■ **Tarea indicada 1**
Traduce al inglés esta oración del artículo sobre el juicio a las juntas: "El juicio a las juntas fue un hecho clave para consolidar la democracia en la Argentina."

La última escena, la que paradójicamente no aparece en la película, quizás, sea la más trascendente: padres e hijos sentados a una mesa hablando de “Argentina, 1985″.
Adentro de las salas, a oscuras, a muchos se les corrió alguna lágrima, a varios se les estrujó el corazón. Afuera, las preguntas estaban de un lado, el de los hijos; y los que buscaban respuestas lo más exactas posibles del otro, el de los padres.
El juicio a las juntas fue un hecho clave para consolidar la democracia en la Argentina. Por eso, tal vez, juicio sea la palabra del año. Porque puso a la sociedad, casi cuarenta años después, a hablar, como pocas veces antes, de la historia más cercana y de sus protagonistas. Ese es el valor.

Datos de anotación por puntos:

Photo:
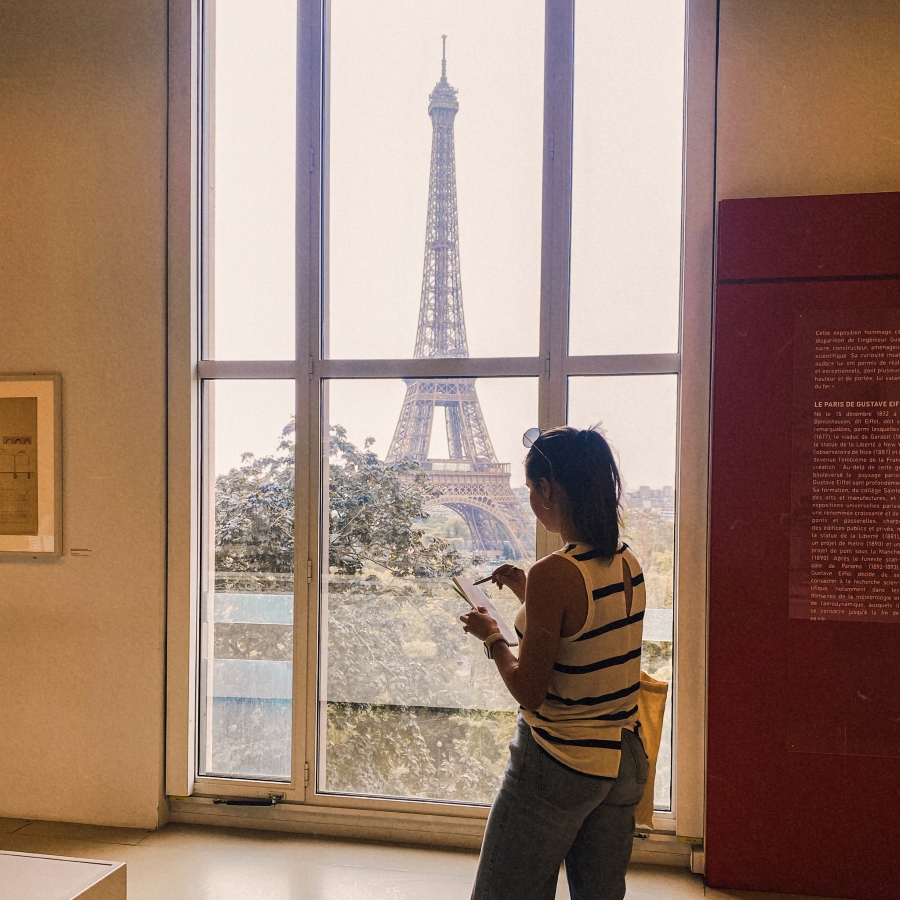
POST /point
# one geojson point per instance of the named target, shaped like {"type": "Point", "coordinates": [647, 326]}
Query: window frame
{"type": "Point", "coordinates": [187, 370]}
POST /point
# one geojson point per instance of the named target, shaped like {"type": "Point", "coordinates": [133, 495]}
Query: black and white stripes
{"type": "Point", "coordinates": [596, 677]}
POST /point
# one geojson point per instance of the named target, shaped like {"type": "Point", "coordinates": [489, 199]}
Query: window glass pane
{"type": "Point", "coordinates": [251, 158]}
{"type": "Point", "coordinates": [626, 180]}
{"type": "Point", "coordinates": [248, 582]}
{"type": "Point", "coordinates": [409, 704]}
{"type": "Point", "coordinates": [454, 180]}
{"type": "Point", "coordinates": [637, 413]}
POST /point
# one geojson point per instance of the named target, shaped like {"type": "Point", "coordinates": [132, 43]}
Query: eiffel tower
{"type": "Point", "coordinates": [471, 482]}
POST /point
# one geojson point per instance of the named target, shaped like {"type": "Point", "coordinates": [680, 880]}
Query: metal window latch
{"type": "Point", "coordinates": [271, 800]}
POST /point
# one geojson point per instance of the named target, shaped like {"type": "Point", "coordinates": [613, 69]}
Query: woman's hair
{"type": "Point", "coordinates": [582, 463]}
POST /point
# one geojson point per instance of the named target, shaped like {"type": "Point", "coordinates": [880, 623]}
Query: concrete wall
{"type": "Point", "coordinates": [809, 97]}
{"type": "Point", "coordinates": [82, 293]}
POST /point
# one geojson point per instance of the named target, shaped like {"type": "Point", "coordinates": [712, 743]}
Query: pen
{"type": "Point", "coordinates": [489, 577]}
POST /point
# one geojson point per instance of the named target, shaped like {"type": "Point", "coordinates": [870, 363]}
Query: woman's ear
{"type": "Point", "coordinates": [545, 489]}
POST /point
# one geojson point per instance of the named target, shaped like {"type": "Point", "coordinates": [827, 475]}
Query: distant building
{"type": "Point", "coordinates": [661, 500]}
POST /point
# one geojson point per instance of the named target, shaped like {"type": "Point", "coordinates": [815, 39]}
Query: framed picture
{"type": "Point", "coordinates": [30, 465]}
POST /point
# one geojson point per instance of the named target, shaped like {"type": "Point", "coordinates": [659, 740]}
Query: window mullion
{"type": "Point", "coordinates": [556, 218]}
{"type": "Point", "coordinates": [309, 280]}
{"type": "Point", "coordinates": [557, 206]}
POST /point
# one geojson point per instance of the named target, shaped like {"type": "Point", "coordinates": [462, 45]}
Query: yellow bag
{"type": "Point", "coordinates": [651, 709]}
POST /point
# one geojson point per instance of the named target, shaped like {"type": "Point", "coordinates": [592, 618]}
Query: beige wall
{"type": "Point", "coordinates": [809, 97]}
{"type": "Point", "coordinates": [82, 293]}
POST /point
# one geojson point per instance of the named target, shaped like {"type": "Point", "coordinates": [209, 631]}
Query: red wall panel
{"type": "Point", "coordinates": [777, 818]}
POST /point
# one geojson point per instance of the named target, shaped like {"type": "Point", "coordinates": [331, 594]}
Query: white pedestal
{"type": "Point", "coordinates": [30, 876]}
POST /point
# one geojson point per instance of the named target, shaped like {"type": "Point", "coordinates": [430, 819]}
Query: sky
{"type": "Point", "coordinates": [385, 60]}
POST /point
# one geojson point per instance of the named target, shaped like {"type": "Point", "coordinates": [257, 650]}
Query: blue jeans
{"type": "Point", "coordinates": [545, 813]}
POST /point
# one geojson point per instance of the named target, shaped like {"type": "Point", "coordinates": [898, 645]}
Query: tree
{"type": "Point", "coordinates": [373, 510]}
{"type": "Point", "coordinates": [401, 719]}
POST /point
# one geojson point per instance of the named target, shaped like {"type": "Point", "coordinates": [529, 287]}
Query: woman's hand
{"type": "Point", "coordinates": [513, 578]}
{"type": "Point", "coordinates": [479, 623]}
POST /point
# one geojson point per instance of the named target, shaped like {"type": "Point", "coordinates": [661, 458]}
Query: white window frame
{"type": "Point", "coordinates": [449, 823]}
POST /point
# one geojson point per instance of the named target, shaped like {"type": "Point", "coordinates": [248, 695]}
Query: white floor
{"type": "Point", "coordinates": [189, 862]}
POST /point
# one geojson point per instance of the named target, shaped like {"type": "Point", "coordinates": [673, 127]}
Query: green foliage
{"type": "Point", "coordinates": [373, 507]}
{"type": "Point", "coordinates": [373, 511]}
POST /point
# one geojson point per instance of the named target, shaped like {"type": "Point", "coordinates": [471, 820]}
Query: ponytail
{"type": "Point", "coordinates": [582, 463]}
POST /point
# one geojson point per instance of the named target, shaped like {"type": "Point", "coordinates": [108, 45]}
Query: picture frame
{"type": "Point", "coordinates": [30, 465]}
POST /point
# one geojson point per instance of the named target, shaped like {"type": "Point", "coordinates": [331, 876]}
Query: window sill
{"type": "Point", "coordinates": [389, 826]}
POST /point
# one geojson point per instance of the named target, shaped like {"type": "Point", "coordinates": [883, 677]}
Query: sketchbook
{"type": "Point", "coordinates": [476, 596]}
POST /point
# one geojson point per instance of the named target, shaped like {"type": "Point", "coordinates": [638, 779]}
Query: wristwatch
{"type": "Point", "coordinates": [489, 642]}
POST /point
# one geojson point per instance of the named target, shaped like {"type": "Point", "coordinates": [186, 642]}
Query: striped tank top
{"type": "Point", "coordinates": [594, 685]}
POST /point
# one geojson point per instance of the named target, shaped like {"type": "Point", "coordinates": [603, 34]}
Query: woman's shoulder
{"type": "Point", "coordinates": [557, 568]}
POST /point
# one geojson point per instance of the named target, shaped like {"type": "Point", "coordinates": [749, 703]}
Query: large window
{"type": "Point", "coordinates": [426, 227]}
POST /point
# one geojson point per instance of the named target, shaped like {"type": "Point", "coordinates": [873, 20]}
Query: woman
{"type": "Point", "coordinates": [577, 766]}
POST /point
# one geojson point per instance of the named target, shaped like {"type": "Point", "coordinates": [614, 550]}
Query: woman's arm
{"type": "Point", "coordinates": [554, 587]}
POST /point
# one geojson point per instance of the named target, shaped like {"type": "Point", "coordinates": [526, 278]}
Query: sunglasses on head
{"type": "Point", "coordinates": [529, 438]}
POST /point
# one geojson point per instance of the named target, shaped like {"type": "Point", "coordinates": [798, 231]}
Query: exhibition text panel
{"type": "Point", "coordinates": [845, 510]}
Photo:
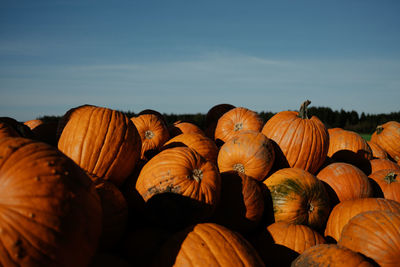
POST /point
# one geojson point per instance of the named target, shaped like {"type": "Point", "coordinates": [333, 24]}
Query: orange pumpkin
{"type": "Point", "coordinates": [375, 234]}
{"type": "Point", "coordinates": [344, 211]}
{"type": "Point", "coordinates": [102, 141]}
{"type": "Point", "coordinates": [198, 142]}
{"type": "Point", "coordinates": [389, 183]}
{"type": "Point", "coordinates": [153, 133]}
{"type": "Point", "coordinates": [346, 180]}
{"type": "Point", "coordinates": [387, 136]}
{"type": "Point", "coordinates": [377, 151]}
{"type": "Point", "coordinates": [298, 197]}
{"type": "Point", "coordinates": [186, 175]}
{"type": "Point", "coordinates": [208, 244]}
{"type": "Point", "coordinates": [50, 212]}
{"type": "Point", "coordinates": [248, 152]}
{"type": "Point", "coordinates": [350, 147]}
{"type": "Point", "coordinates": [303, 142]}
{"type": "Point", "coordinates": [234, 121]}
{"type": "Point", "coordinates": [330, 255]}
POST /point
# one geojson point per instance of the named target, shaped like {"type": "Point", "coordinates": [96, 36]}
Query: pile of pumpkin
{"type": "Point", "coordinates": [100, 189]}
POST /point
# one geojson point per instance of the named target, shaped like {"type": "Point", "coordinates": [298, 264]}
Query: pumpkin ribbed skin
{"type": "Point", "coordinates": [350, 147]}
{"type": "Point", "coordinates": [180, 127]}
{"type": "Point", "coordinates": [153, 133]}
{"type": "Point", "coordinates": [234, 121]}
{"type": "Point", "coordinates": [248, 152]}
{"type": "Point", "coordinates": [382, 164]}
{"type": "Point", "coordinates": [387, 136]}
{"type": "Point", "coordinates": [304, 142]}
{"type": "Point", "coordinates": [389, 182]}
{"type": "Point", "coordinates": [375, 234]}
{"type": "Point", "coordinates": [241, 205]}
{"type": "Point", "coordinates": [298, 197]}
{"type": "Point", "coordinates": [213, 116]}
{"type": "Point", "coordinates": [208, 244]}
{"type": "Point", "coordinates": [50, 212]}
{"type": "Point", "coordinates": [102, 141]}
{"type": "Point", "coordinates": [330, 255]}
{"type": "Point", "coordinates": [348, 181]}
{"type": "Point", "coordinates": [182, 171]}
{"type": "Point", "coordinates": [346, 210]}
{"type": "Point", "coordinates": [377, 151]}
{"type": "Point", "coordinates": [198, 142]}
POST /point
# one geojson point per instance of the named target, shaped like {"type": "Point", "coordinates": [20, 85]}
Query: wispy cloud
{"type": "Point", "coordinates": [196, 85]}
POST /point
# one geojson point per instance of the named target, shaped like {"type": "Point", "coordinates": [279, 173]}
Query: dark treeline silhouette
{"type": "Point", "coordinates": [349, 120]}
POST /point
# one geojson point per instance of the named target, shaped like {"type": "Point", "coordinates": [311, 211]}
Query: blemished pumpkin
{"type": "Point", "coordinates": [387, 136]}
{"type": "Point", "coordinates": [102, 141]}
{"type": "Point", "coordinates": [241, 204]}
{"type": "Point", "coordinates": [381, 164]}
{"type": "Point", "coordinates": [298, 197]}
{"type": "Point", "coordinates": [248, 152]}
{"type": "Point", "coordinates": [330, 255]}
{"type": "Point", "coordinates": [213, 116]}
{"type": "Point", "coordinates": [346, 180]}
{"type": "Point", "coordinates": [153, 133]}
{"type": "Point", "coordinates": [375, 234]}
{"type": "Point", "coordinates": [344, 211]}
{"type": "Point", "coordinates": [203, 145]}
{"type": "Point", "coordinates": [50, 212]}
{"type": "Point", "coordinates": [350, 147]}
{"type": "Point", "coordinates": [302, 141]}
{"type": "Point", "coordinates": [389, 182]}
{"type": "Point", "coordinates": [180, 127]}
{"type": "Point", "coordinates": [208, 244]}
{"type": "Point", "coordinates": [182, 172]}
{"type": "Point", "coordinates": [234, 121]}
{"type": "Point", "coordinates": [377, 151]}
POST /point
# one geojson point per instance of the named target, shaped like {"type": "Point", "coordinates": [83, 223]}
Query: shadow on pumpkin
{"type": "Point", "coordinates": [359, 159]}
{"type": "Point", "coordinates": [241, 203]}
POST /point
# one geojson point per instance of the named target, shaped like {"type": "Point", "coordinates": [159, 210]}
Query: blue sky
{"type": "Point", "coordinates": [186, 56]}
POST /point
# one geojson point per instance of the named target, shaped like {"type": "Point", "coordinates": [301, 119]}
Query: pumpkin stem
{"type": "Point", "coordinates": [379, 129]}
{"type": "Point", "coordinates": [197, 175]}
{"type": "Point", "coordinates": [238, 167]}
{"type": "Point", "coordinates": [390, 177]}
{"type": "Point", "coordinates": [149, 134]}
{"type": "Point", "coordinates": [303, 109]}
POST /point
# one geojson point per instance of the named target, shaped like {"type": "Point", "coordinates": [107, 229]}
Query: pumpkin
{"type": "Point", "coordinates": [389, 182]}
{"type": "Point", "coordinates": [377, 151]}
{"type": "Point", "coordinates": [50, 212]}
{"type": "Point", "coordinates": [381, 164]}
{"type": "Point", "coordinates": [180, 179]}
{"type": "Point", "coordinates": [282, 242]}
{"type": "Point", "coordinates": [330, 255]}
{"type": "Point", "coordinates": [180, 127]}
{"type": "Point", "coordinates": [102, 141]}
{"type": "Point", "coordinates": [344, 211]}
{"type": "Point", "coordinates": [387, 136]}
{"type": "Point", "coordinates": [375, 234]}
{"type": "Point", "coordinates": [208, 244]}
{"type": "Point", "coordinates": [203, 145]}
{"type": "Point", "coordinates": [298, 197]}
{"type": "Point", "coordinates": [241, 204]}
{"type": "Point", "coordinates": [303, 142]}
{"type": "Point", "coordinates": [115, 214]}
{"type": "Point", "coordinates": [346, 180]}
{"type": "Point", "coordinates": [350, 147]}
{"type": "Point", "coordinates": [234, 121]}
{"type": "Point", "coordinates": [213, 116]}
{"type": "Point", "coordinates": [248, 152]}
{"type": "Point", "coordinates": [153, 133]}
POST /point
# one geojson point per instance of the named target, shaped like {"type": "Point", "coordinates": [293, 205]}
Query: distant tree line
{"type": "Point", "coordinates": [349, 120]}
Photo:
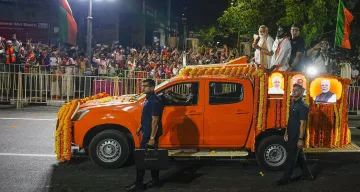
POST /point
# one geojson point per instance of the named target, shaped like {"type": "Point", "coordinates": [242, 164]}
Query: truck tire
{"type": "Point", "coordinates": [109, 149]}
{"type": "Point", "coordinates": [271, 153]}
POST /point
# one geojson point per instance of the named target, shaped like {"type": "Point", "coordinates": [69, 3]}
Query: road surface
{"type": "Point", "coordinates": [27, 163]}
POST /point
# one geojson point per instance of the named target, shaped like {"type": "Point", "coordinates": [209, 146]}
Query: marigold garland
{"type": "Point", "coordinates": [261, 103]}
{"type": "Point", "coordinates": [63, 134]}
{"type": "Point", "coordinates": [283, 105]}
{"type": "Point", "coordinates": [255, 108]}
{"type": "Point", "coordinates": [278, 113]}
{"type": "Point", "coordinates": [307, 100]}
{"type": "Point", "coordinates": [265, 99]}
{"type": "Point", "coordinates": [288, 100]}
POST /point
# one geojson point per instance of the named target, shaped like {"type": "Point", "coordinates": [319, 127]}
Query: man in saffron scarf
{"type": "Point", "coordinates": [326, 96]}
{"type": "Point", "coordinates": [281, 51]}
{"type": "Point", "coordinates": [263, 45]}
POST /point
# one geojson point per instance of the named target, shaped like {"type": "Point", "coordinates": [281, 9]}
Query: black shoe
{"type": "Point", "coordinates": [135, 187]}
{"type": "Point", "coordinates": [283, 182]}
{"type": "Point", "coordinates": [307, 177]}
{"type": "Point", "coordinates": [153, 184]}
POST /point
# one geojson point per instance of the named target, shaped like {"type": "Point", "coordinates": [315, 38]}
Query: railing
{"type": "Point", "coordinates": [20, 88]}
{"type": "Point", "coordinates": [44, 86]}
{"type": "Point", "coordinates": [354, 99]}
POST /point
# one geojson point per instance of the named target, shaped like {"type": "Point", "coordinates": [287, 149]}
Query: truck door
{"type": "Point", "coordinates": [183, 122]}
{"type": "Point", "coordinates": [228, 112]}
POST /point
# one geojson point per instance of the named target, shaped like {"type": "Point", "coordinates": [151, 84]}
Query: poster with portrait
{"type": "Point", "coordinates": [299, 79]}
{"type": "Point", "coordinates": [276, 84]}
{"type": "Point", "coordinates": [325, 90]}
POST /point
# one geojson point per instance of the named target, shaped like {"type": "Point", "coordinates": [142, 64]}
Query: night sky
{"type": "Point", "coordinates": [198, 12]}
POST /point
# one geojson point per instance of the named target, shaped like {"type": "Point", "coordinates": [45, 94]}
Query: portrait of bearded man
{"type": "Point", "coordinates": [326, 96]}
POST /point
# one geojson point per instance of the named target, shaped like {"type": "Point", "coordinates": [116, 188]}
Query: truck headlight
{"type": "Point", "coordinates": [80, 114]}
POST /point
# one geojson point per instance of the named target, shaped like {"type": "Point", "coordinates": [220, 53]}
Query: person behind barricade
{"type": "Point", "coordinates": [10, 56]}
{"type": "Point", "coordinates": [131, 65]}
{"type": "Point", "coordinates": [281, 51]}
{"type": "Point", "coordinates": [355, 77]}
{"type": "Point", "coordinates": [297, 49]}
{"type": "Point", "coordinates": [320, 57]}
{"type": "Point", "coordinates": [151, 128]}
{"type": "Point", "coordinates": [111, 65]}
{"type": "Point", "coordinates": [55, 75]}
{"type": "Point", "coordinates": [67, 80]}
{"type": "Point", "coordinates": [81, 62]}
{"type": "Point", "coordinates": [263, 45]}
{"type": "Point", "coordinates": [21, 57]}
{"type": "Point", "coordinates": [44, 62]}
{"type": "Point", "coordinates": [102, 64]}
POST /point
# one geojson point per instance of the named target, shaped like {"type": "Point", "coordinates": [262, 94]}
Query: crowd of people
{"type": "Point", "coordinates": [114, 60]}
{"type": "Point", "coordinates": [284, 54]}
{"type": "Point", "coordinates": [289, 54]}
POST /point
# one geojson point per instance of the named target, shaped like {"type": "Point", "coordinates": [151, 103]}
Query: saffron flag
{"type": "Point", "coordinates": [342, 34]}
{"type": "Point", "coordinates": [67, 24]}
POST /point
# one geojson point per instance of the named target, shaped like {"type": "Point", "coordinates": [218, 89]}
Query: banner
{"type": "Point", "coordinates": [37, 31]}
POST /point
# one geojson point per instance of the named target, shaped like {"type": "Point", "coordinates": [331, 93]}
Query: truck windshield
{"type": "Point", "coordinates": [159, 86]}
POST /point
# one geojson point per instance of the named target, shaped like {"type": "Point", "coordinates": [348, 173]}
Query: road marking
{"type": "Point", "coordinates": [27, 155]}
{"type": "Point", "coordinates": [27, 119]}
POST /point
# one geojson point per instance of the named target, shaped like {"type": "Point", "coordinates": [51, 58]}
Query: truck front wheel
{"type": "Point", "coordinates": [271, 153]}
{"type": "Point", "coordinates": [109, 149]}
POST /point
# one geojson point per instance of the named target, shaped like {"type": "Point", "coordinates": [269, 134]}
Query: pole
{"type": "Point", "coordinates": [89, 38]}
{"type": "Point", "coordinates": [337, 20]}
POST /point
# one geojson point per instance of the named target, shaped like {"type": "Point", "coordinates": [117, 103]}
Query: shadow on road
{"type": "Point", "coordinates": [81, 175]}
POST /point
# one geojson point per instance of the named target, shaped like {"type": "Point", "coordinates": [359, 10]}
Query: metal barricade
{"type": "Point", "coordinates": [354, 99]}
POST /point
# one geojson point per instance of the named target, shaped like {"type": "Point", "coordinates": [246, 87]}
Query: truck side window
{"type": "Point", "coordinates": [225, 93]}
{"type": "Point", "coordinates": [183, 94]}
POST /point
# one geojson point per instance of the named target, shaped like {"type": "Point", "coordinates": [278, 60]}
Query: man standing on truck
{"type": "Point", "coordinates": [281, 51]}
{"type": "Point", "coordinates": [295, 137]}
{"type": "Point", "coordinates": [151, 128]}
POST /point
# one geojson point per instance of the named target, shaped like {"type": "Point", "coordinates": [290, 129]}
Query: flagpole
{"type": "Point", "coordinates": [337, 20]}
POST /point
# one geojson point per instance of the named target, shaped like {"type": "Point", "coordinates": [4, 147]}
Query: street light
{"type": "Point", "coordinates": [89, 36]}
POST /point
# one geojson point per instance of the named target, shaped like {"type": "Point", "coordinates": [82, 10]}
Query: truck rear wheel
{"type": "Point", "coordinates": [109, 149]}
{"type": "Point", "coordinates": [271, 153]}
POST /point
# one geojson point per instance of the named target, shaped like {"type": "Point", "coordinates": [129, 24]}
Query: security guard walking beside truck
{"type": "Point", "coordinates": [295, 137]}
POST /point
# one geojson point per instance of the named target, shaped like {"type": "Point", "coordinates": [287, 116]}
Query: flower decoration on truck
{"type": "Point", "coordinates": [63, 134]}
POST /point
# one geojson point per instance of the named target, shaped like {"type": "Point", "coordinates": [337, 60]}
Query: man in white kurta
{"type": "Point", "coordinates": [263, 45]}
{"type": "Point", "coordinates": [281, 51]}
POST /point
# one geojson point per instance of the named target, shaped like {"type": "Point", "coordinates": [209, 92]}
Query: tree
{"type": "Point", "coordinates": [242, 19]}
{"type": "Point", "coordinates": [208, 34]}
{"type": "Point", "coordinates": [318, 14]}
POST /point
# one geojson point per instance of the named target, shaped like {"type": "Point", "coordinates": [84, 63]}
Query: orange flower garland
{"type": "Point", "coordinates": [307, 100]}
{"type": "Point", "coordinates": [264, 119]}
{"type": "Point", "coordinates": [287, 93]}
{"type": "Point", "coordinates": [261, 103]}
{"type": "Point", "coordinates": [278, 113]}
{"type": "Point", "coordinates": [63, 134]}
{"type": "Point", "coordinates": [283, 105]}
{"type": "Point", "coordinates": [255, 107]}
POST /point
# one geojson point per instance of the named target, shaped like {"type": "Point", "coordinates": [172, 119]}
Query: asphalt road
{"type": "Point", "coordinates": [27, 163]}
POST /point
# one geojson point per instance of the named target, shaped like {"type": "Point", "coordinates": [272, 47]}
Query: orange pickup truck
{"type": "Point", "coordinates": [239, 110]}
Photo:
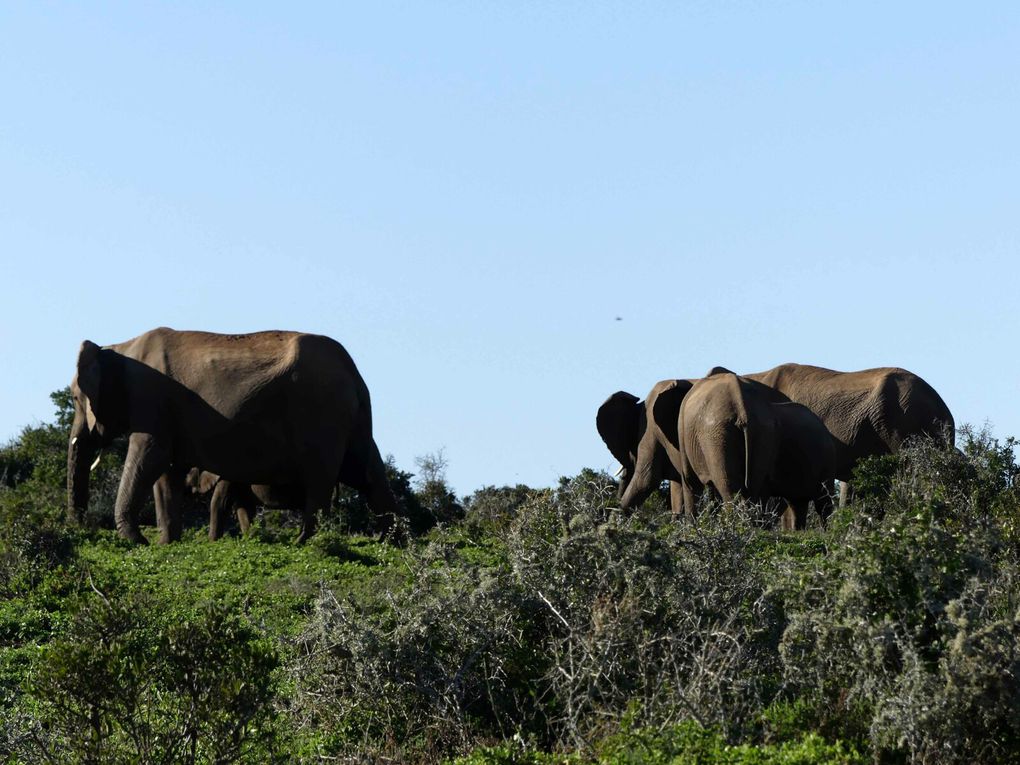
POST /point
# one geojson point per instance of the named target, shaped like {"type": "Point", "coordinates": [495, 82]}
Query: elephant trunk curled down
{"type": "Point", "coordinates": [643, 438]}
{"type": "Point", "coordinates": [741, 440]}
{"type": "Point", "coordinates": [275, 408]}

■ **Tarea indicada 2**
Selecciona de los registros cada línea que contenga la palabra "metal", distinguiendo entre mayúsculas y minúsculas.

■ **Resultado completo 1**
The trial of the juntas was a key event in consolidating democracy in Argentina.

■ **Resultado completo 2**
Query: metal window latch
Query: metal barricade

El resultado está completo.